### [What you are asked to do]
For the records that follow, please set down exactly the lines between the one holding "Target: thumb" and the one holding "Target: child's hand", inclusive, and only those.
═══ Listed entries ═══
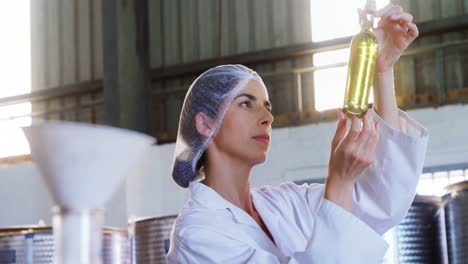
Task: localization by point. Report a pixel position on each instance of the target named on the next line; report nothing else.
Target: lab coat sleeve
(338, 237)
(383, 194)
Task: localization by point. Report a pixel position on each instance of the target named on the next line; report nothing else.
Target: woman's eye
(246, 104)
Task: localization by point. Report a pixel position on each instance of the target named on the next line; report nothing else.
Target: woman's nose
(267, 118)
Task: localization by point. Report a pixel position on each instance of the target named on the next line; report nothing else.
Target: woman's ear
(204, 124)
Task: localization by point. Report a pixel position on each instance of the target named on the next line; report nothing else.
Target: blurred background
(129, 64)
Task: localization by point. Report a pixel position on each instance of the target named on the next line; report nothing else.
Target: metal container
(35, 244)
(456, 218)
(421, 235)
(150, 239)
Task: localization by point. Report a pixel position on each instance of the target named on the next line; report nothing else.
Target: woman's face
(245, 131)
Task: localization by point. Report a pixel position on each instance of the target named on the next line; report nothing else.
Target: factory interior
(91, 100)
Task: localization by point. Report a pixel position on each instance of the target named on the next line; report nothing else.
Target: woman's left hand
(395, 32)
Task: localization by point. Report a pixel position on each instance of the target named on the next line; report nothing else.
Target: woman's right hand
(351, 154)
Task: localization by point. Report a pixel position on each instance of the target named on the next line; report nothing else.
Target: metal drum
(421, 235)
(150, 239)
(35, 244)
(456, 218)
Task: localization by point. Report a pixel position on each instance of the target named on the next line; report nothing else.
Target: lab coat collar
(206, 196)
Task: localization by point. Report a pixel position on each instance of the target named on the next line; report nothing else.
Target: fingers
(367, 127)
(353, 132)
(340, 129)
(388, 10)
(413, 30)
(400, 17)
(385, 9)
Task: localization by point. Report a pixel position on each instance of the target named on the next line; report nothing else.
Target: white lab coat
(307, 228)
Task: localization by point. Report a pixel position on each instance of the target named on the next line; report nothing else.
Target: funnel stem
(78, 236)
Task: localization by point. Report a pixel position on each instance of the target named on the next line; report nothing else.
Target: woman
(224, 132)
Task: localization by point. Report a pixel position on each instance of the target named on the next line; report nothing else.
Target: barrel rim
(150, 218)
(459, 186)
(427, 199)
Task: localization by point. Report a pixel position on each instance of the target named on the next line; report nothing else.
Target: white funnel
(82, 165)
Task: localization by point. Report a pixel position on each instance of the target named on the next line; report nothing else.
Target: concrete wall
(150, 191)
═══
═══ Listed entries ═══
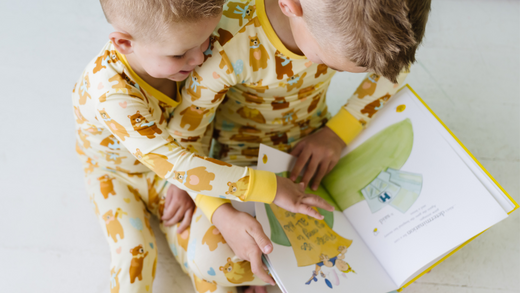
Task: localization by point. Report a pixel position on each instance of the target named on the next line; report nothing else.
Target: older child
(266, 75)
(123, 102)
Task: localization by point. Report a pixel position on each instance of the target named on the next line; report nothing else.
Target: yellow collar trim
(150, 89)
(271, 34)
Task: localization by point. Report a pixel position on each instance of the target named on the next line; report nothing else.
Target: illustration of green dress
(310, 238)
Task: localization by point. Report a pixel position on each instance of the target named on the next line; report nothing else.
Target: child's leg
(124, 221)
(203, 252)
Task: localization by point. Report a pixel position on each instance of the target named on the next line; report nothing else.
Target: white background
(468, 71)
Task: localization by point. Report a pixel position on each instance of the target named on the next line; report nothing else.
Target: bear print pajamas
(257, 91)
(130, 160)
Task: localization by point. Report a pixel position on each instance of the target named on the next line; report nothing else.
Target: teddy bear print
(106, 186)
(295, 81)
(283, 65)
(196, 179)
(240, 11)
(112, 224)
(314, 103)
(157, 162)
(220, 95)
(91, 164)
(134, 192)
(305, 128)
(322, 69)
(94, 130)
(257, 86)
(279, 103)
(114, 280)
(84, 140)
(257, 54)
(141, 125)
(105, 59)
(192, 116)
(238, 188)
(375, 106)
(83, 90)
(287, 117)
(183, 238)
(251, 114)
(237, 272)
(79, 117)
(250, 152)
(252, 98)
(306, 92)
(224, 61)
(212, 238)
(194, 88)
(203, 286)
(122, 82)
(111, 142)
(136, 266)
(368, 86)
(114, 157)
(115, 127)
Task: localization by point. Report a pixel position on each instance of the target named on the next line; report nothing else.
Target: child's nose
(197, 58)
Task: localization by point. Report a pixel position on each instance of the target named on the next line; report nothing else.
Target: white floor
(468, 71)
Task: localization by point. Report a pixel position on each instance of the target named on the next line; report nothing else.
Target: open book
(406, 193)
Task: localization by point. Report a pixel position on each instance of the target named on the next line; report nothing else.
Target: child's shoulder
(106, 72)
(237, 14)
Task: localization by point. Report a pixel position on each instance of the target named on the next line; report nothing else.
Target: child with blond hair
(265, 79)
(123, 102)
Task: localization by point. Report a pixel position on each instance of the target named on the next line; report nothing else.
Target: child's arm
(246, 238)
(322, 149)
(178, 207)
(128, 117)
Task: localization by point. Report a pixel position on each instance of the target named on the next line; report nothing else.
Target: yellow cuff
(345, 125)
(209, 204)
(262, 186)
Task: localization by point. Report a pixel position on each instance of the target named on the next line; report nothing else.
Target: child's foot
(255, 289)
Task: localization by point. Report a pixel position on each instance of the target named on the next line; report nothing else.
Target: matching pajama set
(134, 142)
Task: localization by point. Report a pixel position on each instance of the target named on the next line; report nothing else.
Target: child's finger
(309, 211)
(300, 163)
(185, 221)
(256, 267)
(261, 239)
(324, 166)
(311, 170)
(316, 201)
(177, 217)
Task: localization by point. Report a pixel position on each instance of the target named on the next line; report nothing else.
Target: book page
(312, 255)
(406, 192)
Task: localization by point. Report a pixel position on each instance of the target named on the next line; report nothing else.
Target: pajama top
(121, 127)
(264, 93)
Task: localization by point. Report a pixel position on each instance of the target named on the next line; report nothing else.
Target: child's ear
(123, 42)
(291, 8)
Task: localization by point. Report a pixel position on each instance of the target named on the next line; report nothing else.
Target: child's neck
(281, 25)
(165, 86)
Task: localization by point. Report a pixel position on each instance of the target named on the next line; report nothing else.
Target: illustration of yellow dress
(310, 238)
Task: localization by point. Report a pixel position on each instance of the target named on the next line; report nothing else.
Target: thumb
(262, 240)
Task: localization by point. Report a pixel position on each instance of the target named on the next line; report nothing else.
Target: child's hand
═══
### [Task result]
Target: thumb
(262, 240)
Task: localization by point. Report a pixel position on each instance of the target named on the next line; report nothing else.
Target: child's hand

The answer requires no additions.